··· Data shown ···

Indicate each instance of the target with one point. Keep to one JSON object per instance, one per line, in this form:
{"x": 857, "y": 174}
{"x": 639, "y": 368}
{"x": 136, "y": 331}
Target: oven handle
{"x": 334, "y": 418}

···

*Direction*:
Please output the listing above as a numbered list, omitting any blank lines.

*Output below*:
1. Indicate each instance of the target with one point. Keep to one JSON object per instance, one per line, in this form:
2. {"x": 857, "y": 174}
3. {"x": 639, "y": 368}
4. {"x": 136, "y": 331}
5. Target: oven handle
6. {"x": 334, "y": 418}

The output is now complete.